* **SELECTION**:
+===+

My brother is actually quite entertaining. He is a master storyteller. He can captivate your attention for hours. I think he would have made a compelling actor. Or comedian. He does great impressions of famous people. I can't tell a story to save my life, but I like to discuss ideas. I like to bounce around alternative explanations. I like to explore concepts, turn them over, see what's buried in the dirt beneath them. But to this day, if either my brother or I try to discuss something among our family we are regularly chastised for "getting on our soapboxes", which was simply a polite way of wishing we'd shut up. It didn't matter (and still doesn't) that I did my homework before I spoke, that I wasn't reciting opinion, but rather basing my discussion on an educated perspective. According to my sister, my sole objective was to be "right". It became obvious to me that I was talking to the wrong people.

So part of who I am and who my brother is arises from the unstoppable overlay of our rather strong personalities--a personality type not inherited from either of our parents.

+===+

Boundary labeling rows
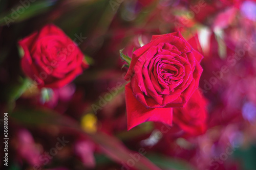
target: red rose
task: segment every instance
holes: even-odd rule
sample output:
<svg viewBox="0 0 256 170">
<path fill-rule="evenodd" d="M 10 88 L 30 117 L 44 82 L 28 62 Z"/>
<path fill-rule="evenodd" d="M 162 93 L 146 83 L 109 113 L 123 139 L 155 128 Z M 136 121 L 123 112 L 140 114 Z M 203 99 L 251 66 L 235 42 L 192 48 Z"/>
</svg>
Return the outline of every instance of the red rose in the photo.
<svg viewBox="0 0 256 170">
<path fill-rule="evenodd" d="M 203 56 L 179 32 L 153 36 L 135 51 L 125 86 L 128 129 L 146 121 L 171 125 L 173 107 L 183 107 L 198 87 Z"/>
<path fill-rule="evenodd" d="M 203 133 L 206 129 L 206 104 L 199 90 L 196 90 L 184 108 L 174 108 L 174 123 L 190 135 Z"/>
<path fill-rule="evenodd" d="M 45 26 L 18 43 L 25 53 L 22 68 L 39 88 L 62 87 L 88 66 L 75 43 L 53 25 Z"/>
</svg>

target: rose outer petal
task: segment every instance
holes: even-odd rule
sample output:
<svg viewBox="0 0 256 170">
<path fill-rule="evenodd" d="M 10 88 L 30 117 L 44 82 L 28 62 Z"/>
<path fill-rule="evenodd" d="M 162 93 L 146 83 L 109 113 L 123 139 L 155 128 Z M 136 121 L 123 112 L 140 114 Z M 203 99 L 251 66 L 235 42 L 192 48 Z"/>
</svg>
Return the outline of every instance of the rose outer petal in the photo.
<svg viewBox="0 0 256 170">
<path fill-rule="evenodd" d="M 173 108 L 146 109 L 133 95 L 131 83 L 125 85 L 128 130 L 147 121 L 158 122 L 172 126 Z"/>
</svg>

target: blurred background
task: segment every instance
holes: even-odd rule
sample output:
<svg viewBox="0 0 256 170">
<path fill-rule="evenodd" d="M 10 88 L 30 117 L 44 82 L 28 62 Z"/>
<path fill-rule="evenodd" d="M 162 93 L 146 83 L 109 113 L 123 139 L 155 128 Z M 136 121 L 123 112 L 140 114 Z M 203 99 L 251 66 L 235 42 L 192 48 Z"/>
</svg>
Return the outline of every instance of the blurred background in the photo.
<svg viewBox="0 0 256 170">
<path fill-rule="evenodd" d="M 51 23 L 78 39 L 90 66 L 63 87 L 31 92 L 17 42 Z M 256 169 L 255 28 L 252 0 L 1 0 L 1 169 Z M 175 31 L 196 37 L 204 56 L 207 130 L 146 122 L 127 131 L 119 50 L 131 56 Z"/>
</svg>

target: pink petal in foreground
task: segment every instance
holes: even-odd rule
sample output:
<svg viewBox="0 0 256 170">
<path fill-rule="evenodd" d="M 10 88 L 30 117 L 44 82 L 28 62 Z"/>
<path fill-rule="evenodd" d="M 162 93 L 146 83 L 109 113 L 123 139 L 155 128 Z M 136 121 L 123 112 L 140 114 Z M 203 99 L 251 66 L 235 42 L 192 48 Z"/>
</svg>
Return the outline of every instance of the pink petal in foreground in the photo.
<svg viewBox="0 0 256 170">
<path fill-rule="evenodd" d="M 131 83 L 125 85 L 128 130 L 145 122 L 158 122 L 172 126 L 173 108 L 147 109 L 133 94 Z"/>
</svg>

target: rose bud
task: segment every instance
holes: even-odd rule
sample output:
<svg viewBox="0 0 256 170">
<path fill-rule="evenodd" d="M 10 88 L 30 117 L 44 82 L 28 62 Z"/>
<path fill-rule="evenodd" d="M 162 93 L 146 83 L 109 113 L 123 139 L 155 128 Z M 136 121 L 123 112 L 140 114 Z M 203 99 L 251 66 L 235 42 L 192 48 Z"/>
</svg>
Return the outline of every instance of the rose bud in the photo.
<svg viewBox="0 0 256 170">
<path fill-rule="evenodd" d="M 62 87 L 88 67 L 76 44 L 53 25 L 45 26 L 18 43 L 24 51 L 22 68 L 39 88 Z"/>
<path fill-rule="evenodd" d="M 146 121 L 171 125 L 173 108 L 198 88 L 202 58 L 179 32 L 153 36 L 134 51 L 124 77 L 128 129 Z"/>
</svg>

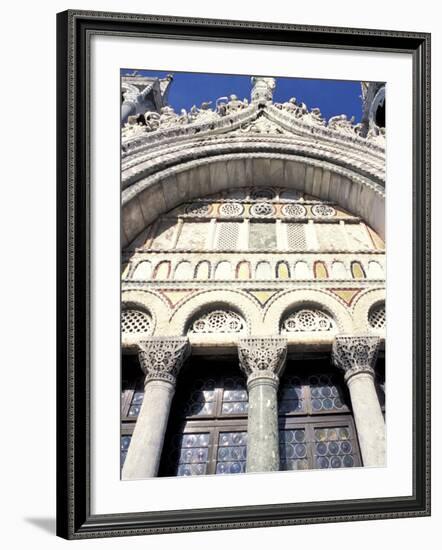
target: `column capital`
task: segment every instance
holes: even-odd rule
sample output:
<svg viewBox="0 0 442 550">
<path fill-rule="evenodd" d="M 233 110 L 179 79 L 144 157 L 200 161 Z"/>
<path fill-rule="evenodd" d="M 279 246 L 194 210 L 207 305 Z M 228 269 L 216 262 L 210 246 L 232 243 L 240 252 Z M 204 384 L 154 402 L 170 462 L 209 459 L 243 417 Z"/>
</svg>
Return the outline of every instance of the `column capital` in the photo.
<svg viewBox="0 0 442 550">
<path fill-rule="evenodd" d="M 153 336 L 138 343 L 138 357 L 146 375 L 146 382 L 163 380 L 175 384 L 176 377 L 189 354 L 187 336 Z"/>
<path fill-rule="evenodd" d="M 355 374 L 374 376 L 374 367 L 379 351 L 379 336 L 336 336 L 333 342 L 333 362 L 344 372 L 344 380 Z"/>
<path fill-rule="evenodd" d="M 281 336 L 240 338 L 238 356 L 248 385 L 260 378 L 277 384 L 287 356 L 287 339 Z"/>
</svg>

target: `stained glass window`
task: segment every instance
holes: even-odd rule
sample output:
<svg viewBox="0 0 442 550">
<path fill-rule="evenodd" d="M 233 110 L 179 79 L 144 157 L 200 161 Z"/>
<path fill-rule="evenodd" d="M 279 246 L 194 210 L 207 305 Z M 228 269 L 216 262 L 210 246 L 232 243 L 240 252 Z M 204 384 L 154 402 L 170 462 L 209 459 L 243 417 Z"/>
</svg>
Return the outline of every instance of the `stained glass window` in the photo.
<svg viewBox="0 0 442 550">
<path fill-rule="evenodd" d="M 209 433 L 185 433 L 175 438 L 179 451 L 177 476 L 204 475 L 209 459 Z"/>
<path fill-rule="evenodd" d="M 349 425 L 314 429 L 314 467 L 351 468 L 355 466 L 354 430 Z"/>
<path fill-rule="evenodd" d="M 123 467 L 124 461 L 126 460 L 127 451 L 129 449 L 131 435 L 122 435 L 120 443 L 120 464 Z"/>
<path fill-rule="evenodd" d="M 216 457 L 217 474 L 240 474 L 246 470 L 247 432 L 221 432 Z"/>
</svg>

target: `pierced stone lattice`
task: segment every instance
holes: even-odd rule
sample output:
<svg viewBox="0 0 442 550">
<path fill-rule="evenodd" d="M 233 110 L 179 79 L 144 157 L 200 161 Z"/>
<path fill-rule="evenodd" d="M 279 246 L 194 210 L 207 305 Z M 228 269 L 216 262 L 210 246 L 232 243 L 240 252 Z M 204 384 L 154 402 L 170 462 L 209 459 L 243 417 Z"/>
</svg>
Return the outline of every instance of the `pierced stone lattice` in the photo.
<svg viewBox="0 0 442 550">
<path fill-rule="evenodd" d="M 243 212 L 244 206 L 239 202 L 226 202 L 219 207 L 219 213 L 221 214 L 221 216 L 241 216 Z"/>
<path fill-rule="evenodd" d="M 286 218 L 303 218 L 307 210 L 301 204 L 284 204 L 281 212 Z"/>
<path fill-rule="evenodd" d="M 306 250 L 305 227 L 302 223 L 287 224 L 287 242 L 291 250 Z"/>
<path fill-rule="evenodd" d="M 273 191 L 273 189 L 254 189 L 250 194 L 250 198 L 257 201 L 271 201 L 275 198 L 275 192 Z"/>
<path fill-rule="evenodd" d="M 374 329 L 383 329 L 385 328 L 385 304 L 379 304 L 373 306 L 368 313 L 368 322 L 370 326 Z"/>
<path fill-rule="evenodd" d="M 190 214 L 192 216 L 207 216 L 210 214 L 210 211 L 212 210 L 212 206 L 210 204 L 199 204 L 194 203 L 190 204 L 186 208 L 186 214 Z"/>
<path fill-rule="evenodd" d="M 318 218 L 331 218 L 336 215 L 336 210 L 328 204 L 315 204 L 312 206 L 312 214 Z"/>
<path fill-rule="evenodd" d="M 239 225 L 238 223 L 219 223 L 216 248 L 218 250 L 236 250 L 238 245 Z"/>
<path fill-rule="evenodd" d="M 252 206 L 250 213 L 258 218 L 266 218 L 275 213 L 275 208 L 269 202 L 258 202 Z"/>
<path fill-rule="evenodd" d="M 150 334 L 152 319 L 144 311 L 123 309 L 121 312 L 121 331 L 124 334 Z"/>
<path fill-rule="evenodd" d="M 283 332 L 327 332 L 333 328 L 331 317 L 317 309 L 301 309 L 282 323 Z"/>
<path fill-rule="evenodd" d="M 225 334 L 244 332 L 246 323 L 234 311 L 209 311 L 196 319 L 189 330 L 193 334 Z"/>
</svg>

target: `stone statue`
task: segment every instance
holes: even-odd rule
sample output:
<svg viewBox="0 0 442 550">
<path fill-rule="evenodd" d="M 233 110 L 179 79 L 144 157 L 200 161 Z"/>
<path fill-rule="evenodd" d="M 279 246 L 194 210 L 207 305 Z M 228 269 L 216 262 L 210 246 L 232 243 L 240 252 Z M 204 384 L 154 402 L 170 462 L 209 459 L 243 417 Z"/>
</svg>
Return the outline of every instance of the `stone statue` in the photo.
<svg viewBox="0 0 442 550">
<path fill-rule="evenodd" d="M 273 90 L 276 87 L 276 80 L 271 77 L 252 76 L 252 102 L 267 103 L 273 99 Z"/>
</svg>

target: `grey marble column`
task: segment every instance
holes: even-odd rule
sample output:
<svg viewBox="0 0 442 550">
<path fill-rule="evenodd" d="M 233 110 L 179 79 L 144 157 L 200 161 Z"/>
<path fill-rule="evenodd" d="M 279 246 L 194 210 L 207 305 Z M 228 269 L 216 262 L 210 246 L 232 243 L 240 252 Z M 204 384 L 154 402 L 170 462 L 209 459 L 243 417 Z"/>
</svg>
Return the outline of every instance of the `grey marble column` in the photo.
<svg viewBox="0 0 442 550">
<path fill-rule="evenodd" d="M 333 360 L 344 372 L 364 466 L 385 466 L 385 422 L 374 384 L 378 336 L 336 336 Z"/>
<path fill-rule="evenodd" d="M 243 338 L 238 355 L 249 392 L 246 471 L 279 470 L 277 392 L 287 340 L 279 336 Z"/>
<path fill-rule="evenodd" d="M 124 480 L 158 474 L 176 377 L 190 352 L 187 338 L 152 337 L 138 347 L 146 375 L 144 399 L 123 466 Z"/>
</svg>

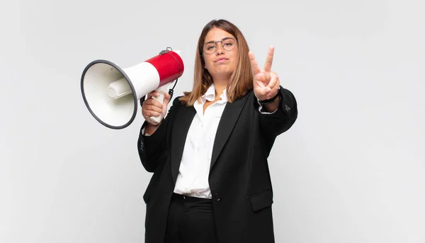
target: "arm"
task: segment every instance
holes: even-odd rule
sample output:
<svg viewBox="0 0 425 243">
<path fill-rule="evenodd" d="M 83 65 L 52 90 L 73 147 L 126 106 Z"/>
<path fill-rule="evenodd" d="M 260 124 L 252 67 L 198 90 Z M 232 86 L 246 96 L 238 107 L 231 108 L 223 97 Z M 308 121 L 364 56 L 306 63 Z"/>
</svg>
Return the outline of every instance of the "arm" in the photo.
<svg viewBox="0 0 425 243">
<path fill-rule="evenodd" d="M 263 109 L 266 112 L 260 114 L 261 129 L 266 136 L 273 138 L 288 131 L 298 116 L 297 100 L 293 94 L 282 86 L 278 92 L 275 101 L 264 105 Z"/>
<path fill-rule="evenodd" d="M 159 161 L 166 155 L 164 151 L 167 148 L 166 140 L 169 130 L 169 124 L 172 123 L 174 114 L 175 113 L 174 109 L 178 102 L 178 97 L 174 99 L 168 114 L 158 126 L 149 125 L 145 121 L 140 129 L 137 140 L 137 150 L 142 165 L 149 172 L 155 171 Z M 150 128 L 152 130 L 148 131 L 149 126 L 153 126 Z M 150 135 L 146 136 L 144 131 L 147 134 L 150 132 L 152 134 L 149 134 Z"/>
</svg>

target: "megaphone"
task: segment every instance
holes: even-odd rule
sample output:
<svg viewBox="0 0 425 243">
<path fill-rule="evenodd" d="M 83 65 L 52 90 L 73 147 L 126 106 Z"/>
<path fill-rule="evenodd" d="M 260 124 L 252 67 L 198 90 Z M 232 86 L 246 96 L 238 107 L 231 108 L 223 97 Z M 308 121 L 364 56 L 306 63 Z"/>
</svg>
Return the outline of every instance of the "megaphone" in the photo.
<svg viewBox="0 0 425 243">
<path fill-rule="evenodd" d="M 163 103 L 168 86 L 183 75 L 181 54 L 167 47 L 158 55 L 126 69 L 107 60 L 91 61 L 84 69 L 81 80 L 86 107 L 106 127 L 121 129 L 128 126 L 136 117 L 138 101 L 147 93 L 159 91 L 159 97 L 153 98 Z M 150 119 L 159 122 L 162 117 Z"/>
</svg>

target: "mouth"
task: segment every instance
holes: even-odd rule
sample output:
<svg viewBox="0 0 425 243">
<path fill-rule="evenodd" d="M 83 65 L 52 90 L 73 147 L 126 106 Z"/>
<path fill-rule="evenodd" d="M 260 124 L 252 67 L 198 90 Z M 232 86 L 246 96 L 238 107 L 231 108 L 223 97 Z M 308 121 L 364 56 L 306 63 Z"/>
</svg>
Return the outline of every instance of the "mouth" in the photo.
<svg viewBox="0 0 425 243">
<path fill-rule="evenodd" d="M 218 63 L 220 63 L 220 62 L 225 62 L 225 61 L 227 61 L 228 60 L 229 60 L 228 58 L 224 58 L 223 57 L 223 58 L 220 58 L 220 59 L 217 59 L 215 62 L 218 62 Z"/>
</svg>

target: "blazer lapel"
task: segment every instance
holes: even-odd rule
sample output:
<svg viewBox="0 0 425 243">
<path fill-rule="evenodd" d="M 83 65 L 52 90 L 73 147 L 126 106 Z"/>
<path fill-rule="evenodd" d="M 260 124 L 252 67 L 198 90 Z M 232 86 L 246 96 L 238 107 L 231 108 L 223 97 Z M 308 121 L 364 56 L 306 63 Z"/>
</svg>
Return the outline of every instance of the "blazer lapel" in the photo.
<svg viewBox="0 0 425 243">
<path fill-rule="evenodd" d="M 188 131 L 196 114 L 196 111 L 193 107 L 188 107 L 182 105 L 178 114 L 176 114 L 175 121 L 173 123 L 171 136 L 171 176 L 174 184 L 176 184 L 176 181 L 177 180 L 177 174 L 180 168 L 180 162 L 181 162 L 181 156 L 183 155 L 183 150 Z"/>
<path fill-rule="evenodd" d="M 217 161 L 218 155 L 220 155 L 226 141 L 227 141 L 227 138 L 233 130 L 233 127 L 241 114 L 241 111 L 246 102 L 248 96 L 249 95 L 245 95 L 243 97 L 235 100 L 233 103 L 226 104 L 215 134 L 214 146 L 212 148 L 212 155 L 211 155 L 210 171 L 212 169 L 212 166 L 214 166 L 214 164 Z"/>
</svg>

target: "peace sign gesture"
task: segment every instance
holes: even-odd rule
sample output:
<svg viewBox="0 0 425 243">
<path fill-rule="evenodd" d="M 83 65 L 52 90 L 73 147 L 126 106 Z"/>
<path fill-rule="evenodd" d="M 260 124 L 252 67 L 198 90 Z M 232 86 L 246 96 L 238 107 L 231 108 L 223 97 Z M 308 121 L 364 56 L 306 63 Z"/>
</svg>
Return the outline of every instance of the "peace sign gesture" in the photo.
<svg viewBox="0 0 425 243">
<path fill-rule="evenodd" d="M 254 93 L 260 100 L 268 100 L 273 97 L 278 92 L 280 81 L 278 75 L 271 70 L 273 63 L 274 47 L 268 48 L 266 58 L 264 69 L 260 70 L 252 52 L 249 52 L 249 61 L 254 72 Z"/>
</svg>

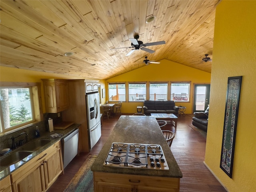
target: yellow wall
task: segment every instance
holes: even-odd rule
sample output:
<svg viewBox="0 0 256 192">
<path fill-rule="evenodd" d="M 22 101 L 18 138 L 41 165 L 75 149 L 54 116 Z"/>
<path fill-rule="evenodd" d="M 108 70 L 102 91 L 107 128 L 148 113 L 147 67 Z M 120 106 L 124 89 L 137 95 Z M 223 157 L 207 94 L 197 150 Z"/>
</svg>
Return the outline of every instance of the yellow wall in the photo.
<svg viewBox="0 0 256 192">
<path fill-rule="evenodd" d="M 230 192 L 256 191 L 256 1 L 217 7 L 205 162 Z M 220 168 L 228 77 L 242 76 L 232 178 Z"/>
<path fill-rule="evenodd" d="M 51 78 L 81 79 L 84 78 L 79 76 L 73 76 L 55 73 L 25 70 L 10 67 L 3 67 L 2 66 L 1 66 L 0 68 L 0 82 L 39 82 L 41 83 L 42 98 L 43 103 L 43 112 L 44 113 L 45 112 L 44 98 L 44 88 L 43 86 L 43 82 L 41 80 L 41 79 Z M 101 88 L 102 89 L 102 88 L 105 88 L 105 80 L 100 80 L 99 82 L 99 83 L 101 84 Z M 102 102 L 105 102 L 105 98 L 102 99 Z"/>
<path fill-rule="evenodd" d="M 176 102 L 175 104 L 177 106 L 182 105 L 186 106 L 187 108 L 186 113 L 192 113 L 193 84 L 210 84 L 210 73 L 166 60 L 160 61 L 160 64 L 145 65 L 133 71 L 110 78 L 106 80 L 106 83 L 110 82 L 127 82 L 135 81 L 191 81 L 190 102 Z M 106 88 L 106 90 L 107 89 Z M 143 102 L 123 102 L 122 112 L 136 112 L 136 106 L 142 106 L 143 104 Z"/>
</svg>

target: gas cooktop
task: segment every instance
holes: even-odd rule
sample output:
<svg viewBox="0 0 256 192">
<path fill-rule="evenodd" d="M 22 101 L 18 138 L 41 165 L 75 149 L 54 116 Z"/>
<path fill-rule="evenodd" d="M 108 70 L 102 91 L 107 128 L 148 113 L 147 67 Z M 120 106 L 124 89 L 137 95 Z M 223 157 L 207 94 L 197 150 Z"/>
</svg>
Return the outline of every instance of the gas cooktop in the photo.
<svg viewBox="0 0 256 192">
<path fill-rule="evenodd" d="M 104 165 L 169 170 L 160 145 L 113 143 Z"/>
</svg>

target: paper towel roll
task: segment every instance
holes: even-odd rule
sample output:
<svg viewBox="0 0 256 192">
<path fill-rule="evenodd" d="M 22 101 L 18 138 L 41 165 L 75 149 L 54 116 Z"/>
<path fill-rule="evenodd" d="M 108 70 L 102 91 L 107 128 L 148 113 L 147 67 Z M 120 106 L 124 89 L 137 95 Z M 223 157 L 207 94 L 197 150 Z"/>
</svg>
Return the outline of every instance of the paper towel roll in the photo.
<svg viewBox="0 0 256 192">
<path fill-rule="evenodd" d="M 49 125 L 49 131 L 52 132 L 54 131 L 53 129 L 53 120 L 51 118 L 49 118 L 48 120 L 48 124 Z"/>
</svg>

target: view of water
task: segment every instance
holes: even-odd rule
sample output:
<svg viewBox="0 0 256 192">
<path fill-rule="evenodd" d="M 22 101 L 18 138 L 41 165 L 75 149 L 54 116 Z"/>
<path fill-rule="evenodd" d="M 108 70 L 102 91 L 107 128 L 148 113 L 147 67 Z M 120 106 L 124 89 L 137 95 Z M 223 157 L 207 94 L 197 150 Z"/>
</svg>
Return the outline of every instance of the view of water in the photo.
<svg viewBox="0 0 256 192">
<path fill-rule="evenodd" d="M 31 108 L 30 101 L 25 100 L 26 92 L 17 92 L 15 89 L 12 90 L 12 93 L 9 94 L 9 102 L 11 106 L 14 107 L 16 110 L 20 108 L 22 104 L 23 104 L 28 112 L 30 113 L 28 116 L 31 116 Z"/>
<path fill-rule="evenodd" d="M 204 87 L 198 87 L 197 89 L 197 94 L 204 94 L 205 88 Z M 167 94 L 167 90 L 166 87 L 151 87 L 150 88 L 150 94 L 158 93 L 158 94 Z M 173 86 L 171 90 L 171 93 L 174 94 L 180 94 L 181 93 L 186 93 L 188 94 L 188 88 L 187 86 Z M 119 88 L 118 89 L 119 94 L 125 94 L 125 89 Z M 129 90 L 130 94 L 146 94 L 146 89 L 141 89 L 140 88 L 130 88 Z M 115 89 L 109 90 L 109 96 L 116 94 L 116 90 Z"/>
</svg>

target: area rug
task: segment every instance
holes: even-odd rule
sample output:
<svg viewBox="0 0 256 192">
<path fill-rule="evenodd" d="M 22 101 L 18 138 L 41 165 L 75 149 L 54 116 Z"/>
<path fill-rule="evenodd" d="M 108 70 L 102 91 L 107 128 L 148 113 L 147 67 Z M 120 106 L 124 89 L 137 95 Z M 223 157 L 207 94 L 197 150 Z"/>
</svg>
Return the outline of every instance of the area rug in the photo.
<svg viewBox="0 0 256 192">
<path fill-rule="evenodd" d="M 91 166 L 96 157 L 96 155 L 89 155 L 64 192 L 93 192 L 93 176 Z"/>
</svg>

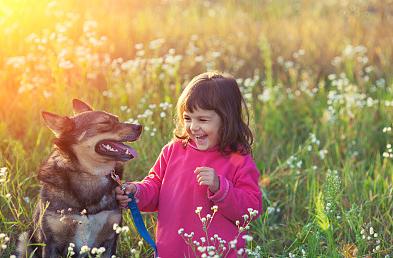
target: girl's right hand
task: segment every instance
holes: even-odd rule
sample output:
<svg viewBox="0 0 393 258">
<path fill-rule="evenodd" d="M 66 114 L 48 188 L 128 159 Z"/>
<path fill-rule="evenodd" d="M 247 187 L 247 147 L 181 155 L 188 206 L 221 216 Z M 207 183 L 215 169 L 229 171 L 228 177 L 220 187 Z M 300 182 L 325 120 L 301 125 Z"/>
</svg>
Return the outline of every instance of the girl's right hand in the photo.
<svg viewBox="0 0 393 258">
<path fill-rule="evenodd" d="M 126 192 L 124 194 L 123 190 L 121 190 L 120 186 L 115 188 L 116 200 L 119 202 L 121 208 L 127 207 L 127 204 L 131 201 L 131 198 L 127 196 L 127 194 L 135 194 L 136 186 L 134 184 L 125 185 Z"/>
</svg>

+===+

* **SHORT PROBLEM**: Quote the passage about the writer's brother and family word for word. Begin at the words "So part of who" and end after "of our parents.".

* **THE REPLY**:
So part of who I am and who my brother is arises from the unstoppable overlay of our rather strong personalities--a personality type not inherited from either of our parents.